::: Provided records :::
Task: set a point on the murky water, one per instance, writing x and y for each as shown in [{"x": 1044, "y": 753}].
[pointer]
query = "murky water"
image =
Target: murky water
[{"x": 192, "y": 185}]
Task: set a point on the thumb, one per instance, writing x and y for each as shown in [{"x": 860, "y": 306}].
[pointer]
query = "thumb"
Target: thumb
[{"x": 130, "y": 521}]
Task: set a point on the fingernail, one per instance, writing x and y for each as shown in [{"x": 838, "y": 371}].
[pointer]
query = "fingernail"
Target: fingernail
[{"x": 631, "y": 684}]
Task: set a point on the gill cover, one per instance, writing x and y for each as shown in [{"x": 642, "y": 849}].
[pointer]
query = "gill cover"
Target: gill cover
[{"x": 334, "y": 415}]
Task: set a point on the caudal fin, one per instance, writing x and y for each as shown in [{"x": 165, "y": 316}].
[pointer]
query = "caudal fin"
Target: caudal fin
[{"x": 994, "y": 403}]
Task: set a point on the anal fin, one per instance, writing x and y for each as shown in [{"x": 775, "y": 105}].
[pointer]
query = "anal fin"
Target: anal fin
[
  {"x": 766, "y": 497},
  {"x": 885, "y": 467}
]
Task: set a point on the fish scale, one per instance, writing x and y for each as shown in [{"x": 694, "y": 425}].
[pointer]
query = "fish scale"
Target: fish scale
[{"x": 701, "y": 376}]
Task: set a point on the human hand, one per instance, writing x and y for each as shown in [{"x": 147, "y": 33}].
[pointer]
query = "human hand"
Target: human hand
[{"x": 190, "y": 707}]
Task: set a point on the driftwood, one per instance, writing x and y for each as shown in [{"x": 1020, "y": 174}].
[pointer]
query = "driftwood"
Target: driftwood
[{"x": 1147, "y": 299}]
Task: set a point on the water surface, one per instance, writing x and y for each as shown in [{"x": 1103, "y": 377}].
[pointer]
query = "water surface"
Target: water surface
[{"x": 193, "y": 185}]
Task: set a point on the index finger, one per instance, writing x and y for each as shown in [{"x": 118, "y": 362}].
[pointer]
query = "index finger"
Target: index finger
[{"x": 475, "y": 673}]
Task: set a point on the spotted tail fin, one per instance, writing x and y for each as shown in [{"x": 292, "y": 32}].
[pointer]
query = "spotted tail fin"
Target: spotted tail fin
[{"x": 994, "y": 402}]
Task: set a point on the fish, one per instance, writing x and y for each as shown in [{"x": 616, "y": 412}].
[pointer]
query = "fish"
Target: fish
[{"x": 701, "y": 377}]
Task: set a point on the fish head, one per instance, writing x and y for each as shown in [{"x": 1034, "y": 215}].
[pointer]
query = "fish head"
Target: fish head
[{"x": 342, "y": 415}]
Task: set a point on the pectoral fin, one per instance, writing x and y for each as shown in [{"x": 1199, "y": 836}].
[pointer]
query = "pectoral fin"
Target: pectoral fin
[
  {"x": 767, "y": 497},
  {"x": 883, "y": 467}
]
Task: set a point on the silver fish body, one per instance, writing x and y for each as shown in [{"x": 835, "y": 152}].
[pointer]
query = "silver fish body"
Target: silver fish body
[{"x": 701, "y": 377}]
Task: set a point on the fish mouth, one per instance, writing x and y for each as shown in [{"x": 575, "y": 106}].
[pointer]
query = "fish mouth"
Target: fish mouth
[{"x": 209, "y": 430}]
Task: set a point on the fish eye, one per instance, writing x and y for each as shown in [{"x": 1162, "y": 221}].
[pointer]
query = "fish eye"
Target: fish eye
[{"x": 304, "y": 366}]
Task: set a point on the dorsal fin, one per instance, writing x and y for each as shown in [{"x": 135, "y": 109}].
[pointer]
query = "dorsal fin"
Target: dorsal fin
:::
What you need to do: This exercise calls for repeating every line of the data exactly.

Task solution:
Task: set a point on the murky water, one per instance, writing x and y for each as shown in [{"x": 1044, "y": 753}].
[pointer]
query = "murky water"
image =
Target: murky water
[{"x": 192, "y": 185}]
Task: set a point on the thumb, one per instance, writing x and y for each as shown in [{"x": 860, "y": 306}].
[pointer]
query = "thumb"
Target: thumb
[{"x": 130, "y": 521}]
Task: set a point on the fingernail, one per instance, writing x and y for each as shown in [{"x": 838, "y": 371}].
[pointer]
query = "fingernail"
Target: fingernail
[{"x": 631, "y": 684}]
Task: set a point on the gill cover, one per instance, writing x and y for each as shown in [{"x": 642, "y": 849}].
[pointer]
query = "gill cover"
Target: gill cover
[{"x": 334, "y": 415}]
Task: set a point on the caudal fin, one per instance, writing x and y for each as shown in [{"x": 165, "y": 316}].
[pointer]
query = "caudal fin"
Target: caudal fin
[{"x": 994, "y": 403}]
Task: set a point on the anal fin, one per instance, writing x and y for each as shown in [{"x": 775, "y": 105}].
[pointer]
query = "anal fin"
Target: anal fin
[
  {"x": 766, "y": 497},
  {"x": 885, "y": 467}
]
Task: set a point on the fish scale, one per instance, writing x and y for each as shown in [{"x": 694, "y": 425}].
[pointer]
query = "fish scale"
Target: fish scale
[{"x": 701, "y": 376}]
Task: set a point on the human hand, one per instance, writing x and y for each as shown in [{"x": 147, "y": 33}].
[pointer]
query = "human hand"
Target: human hand
[{"x": 190, "y": 707}]
Task: set a point on the driftwood, one per instance, writing x and y for each as shown in [{"x": 1020, "y": 174}].
[pointer]
query = "driftwood"
Target: driftwood
[{"x": 1147, "y": 299}]
Task: set a point on the water surface, one per instance, writing x and y for each as shown in [{"x": 1103, "y": 377}].
[pointer]
query = "water surface"
Target: water surface
[{"x": 193, "y": 185}]
Task: set a point on the index finger, one per instance, writing x and y for each as shown in [{"x": 118, "y": 362}].
[pointer]
query = "index finger"
Target: index finger
[{"x": 475, "y": 673}]
Task: set a point on the spotted tail fin, one per instance, writing x and y for each as shown in [{"x": 292, "y": 32}].
[pointer]
query = "spotted tail fin"
Target: spotted tail fin
[{"x": 994, "y": 402}]
Task: set a point on the fish, one per instance, writing x and y for each as shown in [{"x": 616, "y": 412}].
[pointer]
query = "fish"
Target: fish
[{"x": 701, "y": 377}]
Task: set a point on the fish head, one per instance, writing x and y for each as shown in [{"x": 1034, "y": 215}].
[pointer]
query = "fish head"
Target: fish head
[{"x": 342, "y": 415}]
Task: set a point on the pectoral fin, one per instance, writing x and y for each as shown in [{"x": 1199, "y": 836}].
[pointer]
query = "pectoral fin"
Target: pectoral fin
[
  {"x": 767, "y": 497},
  {"x": 883, "y": 467}
]
Task: set a point on the silver fish body, one per instance, writing x and y for each as shown in [{"x": 835, "y": 152}].
[pointer]
query = "silver fish body"
Target: silver fish body
[{"x": 701, "y": 377}]
Task: set a point on the fish mouth, one per instance, writing x and y for each as shown in [{"x": 575, "y": 106}].
[pointer]
query = "fish mouth"
Target: fish mouth
[{"x": 209, "y": 430}]
Task: set a point on the fish eye, one per instance, writing x and y for each as shown in [{"x": 1162, "y": 221}].
[pointer]
query = "fish eye"
Target: fish eye
[{"x": 304, "y": 366}]
Task: set a point on the dorsal fin, one per instance, writing x and y for each as shown in [{"x": 135, "y": 109}].
[pointer]
query = "dorsal fin"
Target: dorsal fin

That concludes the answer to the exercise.